◆ **QUOTED PASSAGE**
Whether the cause of your pain is from injury or deterioration, there are many treatments available. A doctor will be able to diagnose a herniated disc by performing a simple examination and asking questions about your symptoms. In some cases, your doctor will order an MRI or CT scan to rule out other possible diagnoses.
Once your doctor has diagnosed the herniated disc and its severity, you will have a better idea for treatment. It can take anywhere from a few weeks to several months for symptoms to clear. Your doctor may prescribe a pain reliever in addition to the following treatment:
- Exercises suggested by a physical therapist to strengthen back muscles and prevent future injuries.
- Heat therapy treatment for mild pain.
- Rest for severe pain only. Because inactivity can actually make the situation worse, your doctor may only suggest bed rest if you have severe pain. Keeping your muscles strong and flexible is more important to preventing future injuries.
- A chiropractor can help stretch out the lower back and take pressure off the nerve with a series of treatments and medical massages.
- As a last resort, surgery may be required. Your doctor should discuss all other possible treatments as back surgery is invasive and requires significant recovery time. Fortunately, less than 10 percent of herniated disc actually require surgery.

◆ **DATASET EXTRACT**
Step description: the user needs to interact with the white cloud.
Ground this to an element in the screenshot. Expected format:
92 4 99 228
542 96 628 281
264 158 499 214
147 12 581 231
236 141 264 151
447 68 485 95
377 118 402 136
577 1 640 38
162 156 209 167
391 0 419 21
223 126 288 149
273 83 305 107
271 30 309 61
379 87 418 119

◆ **EXERCISE OBJECTIVE**
Please answer these from the herniated disc text:
1. Which scans might a doctor order to rule out other diagnoses?
2. What treatment is listed for mild pain?
3. What portion of herniated discs actually require surgery?

◆ **RESULT OF THE TASK**
1. An MRI or CT scan.
2. Heat therapy.
3. Less than 10 percent.